— TASK GOAL —
When a line in the entries contains the word "clicks", copy that line in full.

— LISTED ENTRIES —

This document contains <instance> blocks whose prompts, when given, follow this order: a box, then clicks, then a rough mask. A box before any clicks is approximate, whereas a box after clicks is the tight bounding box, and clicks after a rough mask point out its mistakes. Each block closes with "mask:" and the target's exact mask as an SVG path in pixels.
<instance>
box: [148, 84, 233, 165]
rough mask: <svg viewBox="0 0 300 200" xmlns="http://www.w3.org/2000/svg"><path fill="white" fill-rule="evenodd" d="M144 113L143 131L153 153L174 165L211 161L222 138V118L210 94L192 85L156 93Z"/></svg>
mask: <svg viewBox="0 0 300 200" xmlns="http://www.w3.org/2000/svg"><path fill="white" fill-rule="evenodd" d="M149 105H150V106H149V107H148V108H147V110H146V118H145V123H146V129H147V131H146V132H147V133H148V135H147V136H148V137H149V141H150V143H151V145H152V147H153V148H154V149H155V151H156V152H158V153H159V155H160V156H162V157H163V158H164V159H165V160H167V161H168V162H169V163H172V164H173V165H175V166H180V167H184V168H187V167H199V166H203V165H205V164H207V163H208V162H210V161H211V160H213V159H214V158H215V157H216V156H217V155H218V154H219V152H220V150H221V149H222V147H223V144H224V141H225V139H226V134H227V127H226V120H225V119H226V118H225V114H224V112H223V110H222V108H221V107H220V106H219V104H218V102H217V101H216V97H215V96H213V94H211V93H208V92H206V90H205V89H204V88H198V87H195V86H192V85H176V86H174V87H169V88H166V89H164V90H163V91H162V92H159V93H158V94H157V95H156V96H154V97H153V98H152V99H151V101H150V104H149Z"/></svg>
---
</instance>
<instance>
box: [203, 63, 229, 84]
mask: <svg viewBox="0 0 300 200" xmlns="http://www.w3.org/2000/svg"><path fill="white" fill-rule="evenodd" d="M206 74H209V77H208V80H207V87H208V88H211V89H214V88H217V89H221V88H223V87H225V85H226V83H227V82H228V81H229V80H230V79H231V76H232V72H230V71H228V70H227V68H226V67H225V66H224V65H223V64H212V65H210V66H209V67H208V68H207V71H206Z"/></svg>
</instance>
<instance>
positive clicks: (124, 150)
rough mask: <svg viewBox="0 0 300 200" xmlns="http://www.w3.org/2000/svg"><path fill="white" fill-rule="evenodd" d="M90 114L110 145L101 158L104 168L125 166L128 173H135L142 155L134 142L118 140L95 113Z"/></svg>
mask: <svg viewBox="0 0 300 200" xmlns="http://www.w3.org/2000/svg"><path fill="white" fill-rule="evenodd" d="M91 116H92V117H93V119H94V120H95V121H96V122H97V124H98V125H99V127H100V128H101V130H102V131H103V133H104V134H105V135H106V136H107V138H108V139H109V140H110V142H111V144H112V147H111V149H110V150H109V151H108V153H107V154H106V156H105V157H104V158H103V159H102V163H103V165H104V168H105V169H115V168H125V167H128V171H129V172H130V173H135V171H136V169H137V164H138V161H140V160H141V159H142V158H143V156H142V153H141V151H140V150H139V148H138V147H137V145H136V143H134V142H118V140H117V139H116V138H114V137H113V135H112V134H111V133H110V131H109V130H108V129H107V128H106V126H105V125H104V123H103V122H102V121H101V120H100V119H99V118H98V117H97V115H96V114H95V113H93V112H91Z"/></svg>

— TASK ANSWER —
This document contains <instance> blocks whose prompts, when given, follow this order: a box, then clicks, then a rough mask. A box before any clicks is approximate, whereas a box after clicks is the tight bounding box, and clicks after a rough mask point out its mistakes. Each block closes with "mask:" and the target's exact mask as an SVG path in pixels.
positive clicks: (124, 150)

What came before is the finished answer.